Exercise prompt:
Gather every line of the data below that contains the word "pedestal".

Start of Provided information

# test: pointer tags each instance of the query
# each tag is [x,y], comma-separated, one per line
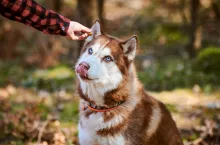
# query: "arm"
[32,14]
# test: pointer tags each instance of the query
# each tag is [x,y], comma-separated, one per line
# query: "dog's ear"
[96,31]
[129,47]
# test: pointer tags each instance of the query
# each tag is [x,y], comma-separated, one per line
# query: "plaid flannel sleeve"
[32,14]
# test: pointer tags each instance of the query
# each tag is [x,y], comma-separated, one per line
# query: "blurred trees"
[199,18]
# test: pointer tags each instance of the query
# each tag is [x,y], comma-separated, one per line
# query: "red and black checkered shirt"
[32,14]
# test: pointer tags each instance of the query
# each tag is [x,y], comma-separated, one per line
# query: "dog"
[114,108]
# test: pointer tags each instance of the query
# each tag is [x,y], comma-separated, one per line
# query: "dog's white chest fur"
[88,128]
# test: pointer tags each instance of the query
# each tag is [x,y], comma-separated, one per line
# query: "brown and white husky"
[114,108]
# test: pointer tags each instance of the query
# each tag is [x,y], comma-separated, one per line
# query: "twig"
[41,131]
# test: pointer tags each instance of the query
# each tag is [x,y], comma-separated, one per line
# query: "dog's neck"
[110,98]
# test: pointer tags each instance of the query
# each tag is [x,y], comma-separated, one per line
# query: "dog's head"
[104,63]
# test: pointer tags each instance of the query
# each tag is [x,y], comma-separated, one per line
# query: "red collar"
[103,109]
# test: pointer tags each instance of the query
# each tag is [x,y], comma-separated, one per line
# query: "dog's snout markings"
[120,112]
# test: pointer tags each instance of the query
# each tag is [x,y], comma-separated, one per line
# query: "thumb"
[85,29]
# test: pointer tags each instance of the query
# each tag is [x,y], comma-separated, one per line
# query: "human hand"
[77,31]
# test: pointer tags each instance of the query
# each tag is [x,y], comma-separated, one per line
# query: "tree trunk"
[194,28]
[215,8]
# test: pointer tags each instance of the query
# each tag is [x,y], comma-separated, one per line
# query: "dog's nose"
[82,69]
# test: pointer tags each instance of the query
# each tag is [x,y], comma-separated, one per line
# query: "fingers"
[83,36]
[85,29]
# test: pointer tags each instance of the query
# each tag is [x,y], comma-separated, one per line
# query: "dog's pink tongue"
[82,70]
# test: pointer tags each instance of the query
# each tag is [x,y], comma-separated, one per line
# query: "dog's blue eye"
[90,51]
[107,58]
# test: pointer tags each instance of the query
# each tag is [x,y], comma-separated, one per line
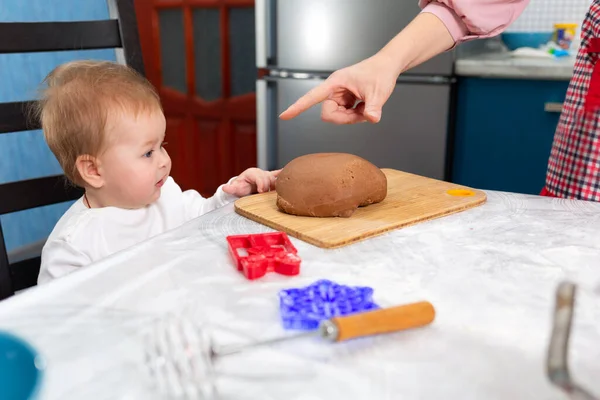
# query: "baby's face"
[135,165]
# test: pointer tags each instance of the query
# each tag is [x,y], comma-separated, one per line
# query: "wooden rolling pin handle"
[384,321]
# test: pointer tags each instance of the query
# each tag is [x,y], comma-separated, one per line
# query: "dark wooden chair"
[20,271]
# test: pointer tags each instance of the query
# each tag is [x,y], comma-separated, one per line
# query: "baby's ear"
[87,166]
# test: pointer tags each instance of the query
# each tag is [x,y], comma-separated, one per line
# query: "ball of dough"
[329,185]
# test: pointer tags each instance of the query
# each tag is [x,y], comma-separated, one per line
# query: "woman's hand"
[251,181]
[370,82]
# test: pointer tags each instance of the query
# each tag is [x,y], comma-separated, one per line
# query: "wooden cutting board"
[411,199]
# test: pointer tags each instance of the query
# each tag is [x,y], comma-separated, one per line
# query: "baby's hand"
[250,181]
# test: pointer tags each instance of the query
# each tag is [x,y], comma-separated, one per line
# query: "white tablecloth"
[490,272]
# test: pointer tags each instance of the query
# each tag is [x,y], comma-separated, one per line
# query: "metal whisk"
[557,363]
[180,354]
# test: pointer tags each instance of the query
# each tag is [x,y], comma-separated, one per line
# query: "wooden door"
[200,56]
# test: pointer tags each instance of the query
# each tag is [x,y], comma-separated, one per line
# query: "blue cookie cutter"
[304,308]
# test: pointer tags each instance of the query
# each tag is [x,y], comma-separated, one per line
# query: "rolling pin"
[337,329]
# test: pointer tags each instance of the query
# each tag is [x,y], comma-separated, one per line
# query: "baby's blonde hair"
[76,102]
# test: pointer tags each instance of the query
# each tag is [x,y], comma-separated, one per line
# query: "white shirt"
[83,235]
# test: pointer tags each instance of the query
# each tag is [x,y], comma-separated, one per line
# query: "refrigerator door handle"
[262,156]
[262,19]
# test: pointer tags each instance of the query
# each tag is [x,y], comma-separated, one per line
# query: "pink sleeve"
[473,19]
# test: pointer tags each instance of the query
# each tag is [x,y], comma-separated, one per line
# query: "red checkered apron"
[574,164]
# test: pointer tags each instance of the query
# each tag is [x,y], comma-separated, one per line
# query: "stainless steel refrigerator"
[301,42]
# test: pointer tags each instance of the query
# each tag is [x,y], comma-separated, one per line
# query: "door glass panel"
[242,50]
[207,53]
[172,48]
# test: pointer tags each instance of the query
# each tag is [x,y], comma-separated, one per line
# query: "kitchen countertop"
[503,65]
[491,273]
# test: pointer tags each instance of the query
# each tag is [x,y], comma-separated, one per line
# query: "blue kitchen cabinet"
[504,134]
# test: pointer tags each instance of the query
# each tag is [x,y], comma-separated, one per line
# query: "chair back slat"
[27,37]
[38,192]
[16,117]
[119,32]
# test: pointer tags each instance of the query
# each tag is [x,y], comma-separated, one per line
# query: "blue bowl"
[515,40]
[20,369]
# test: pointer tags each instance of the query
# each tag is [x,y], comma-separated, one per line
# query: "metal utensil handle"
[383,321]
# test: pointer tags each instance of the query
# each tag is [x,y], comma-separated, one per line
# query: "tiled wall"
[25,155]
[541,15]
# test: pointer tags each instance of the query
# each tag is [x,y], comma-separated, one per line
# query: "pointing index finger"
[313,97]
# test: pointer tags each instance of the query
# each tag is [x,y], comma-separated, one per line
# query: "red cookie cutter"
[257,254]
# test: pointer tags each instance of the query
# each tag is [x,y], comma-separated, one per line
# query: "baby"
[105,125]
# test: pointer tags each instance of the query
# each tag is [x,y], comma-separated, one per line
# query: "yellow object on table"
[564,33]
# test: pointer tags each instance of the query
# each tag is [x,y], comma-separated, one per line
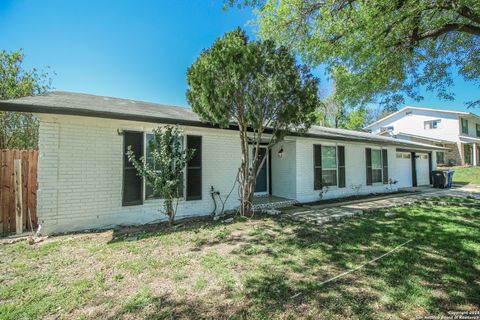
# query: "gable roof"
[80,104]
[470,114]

End of Provided information
Start of Provided information

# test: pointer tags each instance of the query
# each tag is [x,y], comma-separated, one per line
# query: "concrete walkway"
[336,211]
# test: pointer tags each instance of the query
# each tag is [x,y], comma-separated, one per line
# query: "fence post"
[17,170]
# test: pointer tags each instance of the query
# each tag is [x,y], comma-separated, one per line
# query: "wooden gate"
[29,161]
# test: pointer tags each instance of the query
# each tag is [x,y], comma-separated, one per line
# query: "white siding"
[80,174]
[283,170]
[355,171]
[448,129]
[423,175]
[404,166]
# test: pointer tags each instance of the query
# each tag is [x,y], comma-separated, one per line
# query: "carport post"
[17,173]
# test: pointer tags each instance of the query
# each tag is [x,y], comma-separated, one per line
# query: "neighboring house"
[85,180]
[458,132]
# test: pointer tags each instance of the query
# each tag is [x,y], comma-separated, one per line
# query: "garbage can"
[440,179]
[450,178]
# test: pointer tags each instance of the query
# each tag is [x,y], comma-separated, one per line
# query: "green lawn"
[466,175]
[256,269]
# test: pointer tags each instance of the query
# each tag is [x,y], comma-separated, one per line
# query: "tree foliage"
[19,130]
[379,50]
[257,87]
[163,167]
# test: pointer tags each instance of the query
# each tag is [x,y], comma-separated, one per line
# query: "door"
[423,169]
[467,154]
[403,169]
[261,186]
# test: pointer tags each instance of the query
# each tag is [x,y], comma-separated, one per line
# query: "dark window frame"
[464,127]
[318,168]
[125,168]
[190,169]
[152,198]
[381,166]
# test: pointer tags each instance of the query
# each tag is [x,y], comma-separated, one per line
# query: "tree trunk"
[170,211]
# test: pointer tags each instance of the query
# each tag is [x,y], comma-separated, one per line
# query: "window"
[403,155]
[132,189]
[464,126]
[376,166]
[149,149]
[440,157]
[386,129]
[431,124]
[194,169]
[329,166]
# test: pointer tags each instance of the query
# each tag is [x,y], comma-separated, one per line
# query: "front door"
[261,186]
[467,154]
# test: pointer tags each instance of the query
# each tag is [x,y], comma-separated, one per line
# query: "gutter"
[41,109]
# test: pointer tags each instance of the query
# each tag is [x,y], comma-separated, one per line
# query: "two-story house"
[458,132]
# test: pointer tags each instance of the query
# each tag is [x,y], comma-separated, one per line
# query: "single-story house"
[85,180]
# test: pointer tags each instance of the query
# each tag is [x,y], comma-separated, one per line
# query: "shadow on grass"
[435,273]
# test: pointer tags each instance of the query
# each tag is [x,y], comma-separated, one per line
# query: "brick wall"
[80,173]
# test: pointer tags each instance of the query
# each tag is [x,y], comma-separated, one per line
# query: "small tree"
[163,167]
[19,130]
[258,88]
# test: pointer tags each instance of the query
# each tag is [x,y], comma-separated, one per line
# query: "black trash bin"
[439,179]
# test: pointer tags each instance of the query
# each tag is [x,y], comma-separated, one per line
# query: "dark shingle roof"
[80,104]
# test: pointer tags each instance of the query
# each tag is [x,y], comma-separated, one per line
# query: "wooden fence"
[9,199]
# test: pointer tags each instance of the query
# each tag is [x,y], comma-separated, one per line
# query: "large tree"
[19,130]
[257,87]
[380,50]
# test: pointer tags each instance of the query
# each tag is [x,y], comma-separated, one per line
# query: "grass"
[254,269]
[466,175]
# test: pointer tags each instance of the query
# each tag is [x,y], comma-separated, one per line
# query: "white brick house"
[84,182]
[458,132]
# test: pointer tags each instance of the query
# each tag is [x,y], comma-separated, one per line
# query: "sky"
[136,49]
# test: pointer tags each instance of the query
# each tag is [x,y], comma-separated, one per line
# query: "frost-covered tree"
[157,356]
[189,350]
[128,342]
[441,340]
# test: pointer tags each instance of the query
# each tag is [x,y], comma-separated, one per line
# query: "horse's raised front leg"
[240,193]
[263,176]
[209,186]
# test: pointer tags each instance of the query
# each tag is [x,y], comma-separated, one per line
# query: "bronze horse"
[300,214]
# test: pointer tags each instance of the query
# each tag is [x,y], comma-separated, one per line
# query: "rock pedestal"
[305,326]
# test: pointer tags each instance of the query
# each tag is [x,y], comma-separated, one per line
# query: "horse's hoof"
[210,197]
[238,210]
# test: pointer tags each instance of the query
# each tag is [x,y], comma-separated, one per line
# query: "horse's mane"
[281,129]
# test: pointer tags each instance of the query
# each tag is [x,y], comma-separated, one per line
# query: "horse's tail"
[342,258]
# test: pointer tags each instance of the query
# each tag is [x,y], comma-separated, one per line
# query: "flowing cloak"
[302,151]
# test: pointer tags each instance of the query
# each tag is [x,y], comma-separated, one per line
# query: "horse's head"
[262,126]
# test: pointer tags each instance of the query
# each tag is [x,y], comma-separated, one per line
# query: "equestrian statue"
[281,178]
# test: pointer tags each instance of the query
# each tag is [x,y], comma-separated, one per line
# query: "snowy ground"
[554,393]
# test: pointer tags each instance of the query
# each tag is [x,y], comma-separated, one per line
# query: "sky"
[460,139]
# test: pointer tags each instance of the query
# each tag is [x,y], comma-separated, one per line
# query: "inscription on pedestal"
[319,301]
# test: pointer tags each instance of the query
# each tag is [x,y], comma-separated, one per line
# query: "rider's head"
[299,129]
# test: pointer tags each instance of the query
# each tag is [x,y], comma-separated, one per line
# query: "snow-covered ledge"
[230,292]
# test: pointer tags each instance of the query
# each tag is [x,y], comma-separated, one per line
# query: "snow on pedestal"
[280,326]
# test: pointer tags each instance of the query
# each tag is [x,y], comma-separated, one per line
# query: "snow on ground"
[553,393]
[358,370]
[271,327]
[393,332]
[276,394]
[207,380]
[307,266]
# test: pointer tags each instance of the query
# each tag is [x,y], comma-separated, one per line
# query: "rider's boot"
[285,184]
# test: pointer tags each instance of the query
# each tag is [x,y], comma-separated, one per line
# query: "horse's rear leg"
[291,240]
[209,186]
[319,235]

End of Provided information

Solution to this task:
# query: "rock pedestal"
# query: "inscription on pedestal"
# query: "snow on pedestal"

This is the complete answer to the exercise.